Question de Mme COHEN Laurence (Val-de-Marne - CRCE) publiée le 25/03/2021

Mme Laurence Cohen interroge M. le ministre de l'agriculture et de l'alimentation sur l'article 22 bis de la loi n° 2020-1674 de programmation de la recherche du 24 décembre 2020 prévoyant l'ouverture d'établissements d'enseignement supérieur privés préparant au diplôme d'État de docteur vétérinaire.Cet article a été adopté suite à l'introduction d'un amendement voté au Sénat.
Depuis, les professionnel·les et les étudiant·es se mobilisent contre ce projet craignant, tout d'abord, que l'ouverture d'écoles privées crée une rupture d'égalité dans la valeur du diplôme avec des étudiant·es sélectionné·es par un concours de haut niveau et d'autres qui entreront en école en payant des frais de scolarité particulièrement élevés, entrainant donc une discrimination par l'argent.
De plus, ce projet d'école privée, dont l'ouverture est prévue pour 2022 à Rouen, souffre d'un conflit d'intérêt manifeste, puisque soutenu par l'Assemblée permanente des chambres d'agriculture (APCA) dont le président n'est autre que le président du conseil d'administration d'UniLaSalle, le pôle d'enseignement supérieur privé qui accueillerait cette école.
L'argument de vouloir répondre à la désertification vétérinaire est fallacieux d'autant que les étudiant·es déplorent que les décisions se basent sur des projections à l'horizon 2030 sans attendre les effets des dispositifs mis en place dans les dernières années et les années à venir (augmentation des promotions à 160, création de la première année commune aux écoles vétérinaires (PACEV).

LISTE DES ENREGISTREMENTS >>
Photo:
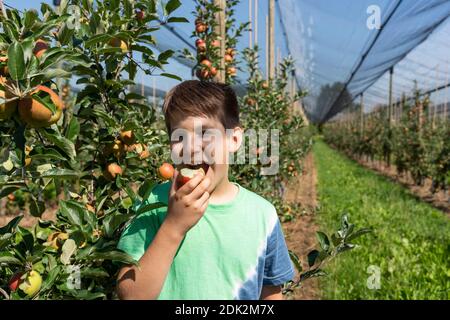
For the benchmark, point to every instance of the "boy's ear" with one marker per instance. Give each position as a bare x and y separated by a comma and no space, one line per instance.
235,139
==
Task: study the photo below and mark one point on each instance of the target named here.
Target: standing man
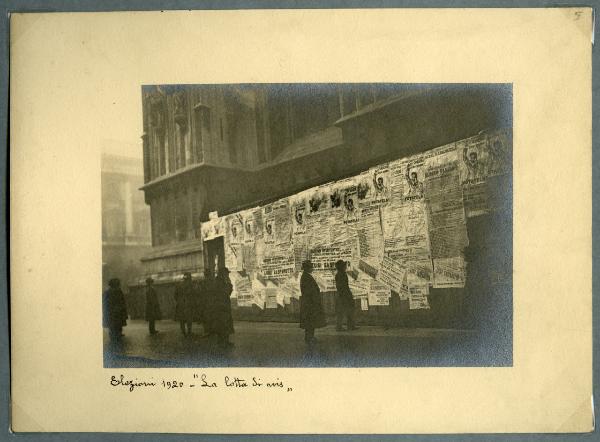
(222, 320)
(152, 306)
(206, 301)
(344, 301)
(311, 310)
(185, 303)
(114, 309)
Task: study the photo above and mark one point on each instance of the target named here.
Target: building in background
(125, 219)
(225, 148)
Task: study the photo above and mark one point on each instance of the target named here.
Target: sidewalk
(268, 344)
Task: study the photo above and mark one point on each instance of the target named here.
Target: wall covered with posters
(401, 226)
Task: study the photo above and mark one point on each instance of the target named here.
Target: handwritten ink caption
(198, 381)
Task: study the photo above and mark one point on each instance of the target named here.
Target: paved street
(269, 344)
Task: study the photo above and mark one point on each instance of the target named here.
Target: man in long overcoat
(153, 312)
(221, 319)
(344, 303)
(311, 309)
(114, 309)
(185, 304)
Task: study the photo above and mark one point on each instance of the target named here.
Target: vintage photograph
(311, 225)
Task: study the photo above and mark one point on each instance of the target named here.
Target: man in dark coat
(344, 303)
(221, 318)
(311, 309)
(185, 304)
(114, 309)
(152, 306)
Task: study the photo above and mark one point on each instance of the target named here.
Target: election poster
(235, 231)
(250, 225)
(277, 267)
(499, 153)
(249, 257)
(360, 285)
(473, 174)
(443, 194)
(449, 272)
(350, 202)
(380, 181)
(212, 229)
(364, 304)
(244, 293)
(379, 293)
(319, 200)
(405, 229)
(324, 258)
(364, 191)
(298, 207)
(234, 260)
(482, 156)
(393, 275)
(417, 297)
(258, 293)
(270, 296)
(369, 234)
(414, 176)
==
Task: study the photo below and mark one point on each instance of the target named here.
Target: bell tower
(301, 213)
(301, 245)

CONSIGNE >>
D'après le texte présenté, en quelle année et dans quelle ville l'ouverture de l'école vétérinaire privée est-elle prévue ? Les enregistrements forment un matériau distinct du texte présenté.

CORRIGÉ >>
En 2022, à Rouen.